Instructions to follow: Continue the blog post about a mother's day with her son Ezra, starting right after its final sentence.

+++ Excerpted text

Another Mother's Hoverboard

Wednesday, April 16, 2008

yesterday and today.

yesterday was a series of events with the son, ezra. wacky child that he is woke up (in my bed again, of course) and was hiding from me under the blankets. playing some sort of spy game, with himself. finally after realizing the day was going to start without me, i dragged my lazy ass down to the shower with him in full sound-effect mode following behind. straight INTO the bathroom with me. at times, he will join me in the shower. not yesterday. no yesterday, he chose to stand on the closed toilet and DANCE. each time, i thought he left and would peek out, there he was, doing the mashed potato, or some other random hula dance. in his underwear. on the toilet. oh wow. it's not even 7 am. later, when my cousin's girls caroline and charlotte (whom i take care of) arrived, the fun continued. ezra concocted some game with caroline a main pawn in his plans. probably some thing to torture his sister, remy. caroline, being well, still tired herself as MOST NORMAL humans would be at this hour, backed out of his scheme. no biggie. oh but yes, to Lord Ezra this was major. He actually announced, fully irate, "CAROLINE HAS BETRAYED ME!" Let's just say my laughter did NOT improve the situation. Alas, his DREAM popped into his head. And my laughter spread to his body, as he LAUGHED OUT LOUD TO HIMSELF, remembering the details. Once he had fully retrieved all of it, from the "dream bank" he told me. Mom, "I had a dynamite dream. But the wackiest part was that I was interviewing someone eating a cookie the SIZE OF MARIE's (classmate) HEAD! It was sooo funny" Guess ya had to be there bud. Later, after bugging me all morning to play some game (that used to be MINE as a kid) he found, I found myself waiting for HIM. I called to him busy on the porch doing Goddess knows what...telling him, his time was up to play the game. At this point, he comes sauntering in with a plastic candy cane LAWN ORNAMENT and an oversized Cowboy hat on, and in his most aloof voice says, "okay mom...NOW we can play this game that you speak of..."

++++++
+++ Data lines

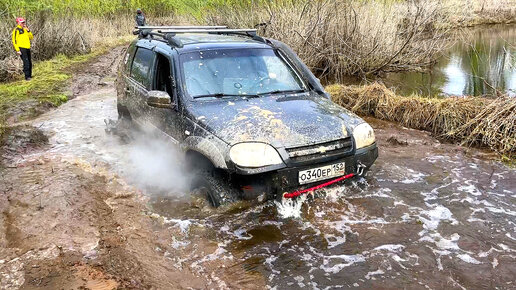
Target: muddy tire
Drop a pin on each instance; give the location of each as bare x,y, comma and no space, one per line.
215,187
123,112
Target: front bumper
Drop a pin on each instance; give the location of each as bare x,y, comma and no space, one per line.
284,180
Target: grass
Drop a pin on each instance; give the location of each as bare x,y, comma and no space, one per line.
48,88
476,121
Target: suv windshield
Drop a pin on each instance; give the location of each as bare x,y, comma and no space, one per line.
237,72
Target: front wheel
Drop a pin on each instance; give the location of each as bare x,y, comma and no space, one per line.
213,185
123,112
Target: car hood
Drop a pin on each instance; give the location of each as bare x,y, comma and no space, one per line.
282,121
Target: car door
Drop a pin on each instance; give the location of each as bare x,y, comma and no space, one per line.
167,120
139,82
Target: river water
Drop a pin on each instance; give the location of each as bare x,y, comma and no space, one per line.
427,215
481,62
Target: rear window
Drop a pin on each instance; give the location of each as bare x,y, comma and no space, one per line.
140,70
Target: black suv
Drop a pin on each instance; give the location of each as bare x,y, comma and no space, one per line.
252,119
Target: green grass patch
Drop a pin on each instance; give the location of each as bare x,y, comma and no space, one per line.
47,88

++++++
+++ Data lines

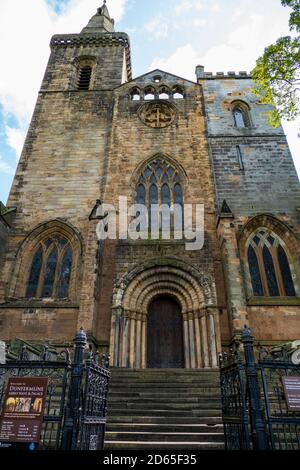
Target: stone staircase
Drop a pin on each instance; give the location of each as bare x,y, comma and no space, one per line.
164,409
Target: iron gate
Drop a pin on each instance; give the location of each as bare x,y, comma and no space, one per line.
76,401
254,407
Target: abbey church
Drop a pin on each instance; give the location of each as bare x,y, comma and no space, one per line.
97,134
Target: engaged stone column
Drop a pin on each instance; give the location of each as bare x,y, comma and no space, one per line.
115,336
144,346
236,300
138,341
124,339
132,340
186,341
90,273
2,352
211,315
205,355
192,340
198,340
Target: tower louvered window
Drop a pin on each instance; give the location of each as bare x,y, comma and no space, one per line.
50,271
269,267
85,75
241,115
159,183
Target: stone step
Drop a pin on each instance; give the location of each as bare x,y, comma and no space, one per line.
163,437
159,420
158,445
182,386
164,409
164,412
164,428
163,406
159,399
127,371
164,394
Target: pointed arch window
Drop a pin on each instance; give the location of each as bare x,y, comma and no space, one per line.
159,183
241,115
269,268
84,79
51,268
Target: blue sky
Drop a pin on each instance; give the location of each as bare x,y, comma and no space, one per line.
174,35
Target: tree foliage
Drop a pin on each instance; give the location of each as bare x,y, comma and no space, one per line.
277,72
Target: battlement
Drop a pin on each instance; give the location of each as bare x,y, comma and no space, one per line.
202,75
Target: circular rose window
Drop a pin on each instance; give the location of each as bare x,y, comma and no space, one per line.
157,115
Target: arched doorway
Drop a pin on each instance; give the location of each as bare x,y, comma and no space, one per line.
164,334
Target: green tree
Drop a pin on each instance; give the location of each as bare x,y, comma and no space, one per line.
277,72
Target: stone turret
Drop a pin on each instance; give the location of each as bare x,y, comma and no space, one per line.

++++++

Expected answer:
WHAT?

Then today, I deal with Remy. WEIRD. But her weirdness is so entirely different from his (mine). She dragged three stuffed animals through Trader Joe's in plastic bin tied with a shoelace. She told me someday she was gonna have big boobes like me. Cause she was gonna be a momma too. She played on the swings in the yard with the dog for a while. Then came to the back door and instead of opening it or knocking, proceeded to WOOF loudly and then scratch at the door. Chacha style. When I went down and asked her if she was trying to trick me, she denied it with a straight face she could hardly keep straight. She played about a while, and then finally yelled out, "MY NAME SHOULD BE CHANGED TO RINGO!"

these two.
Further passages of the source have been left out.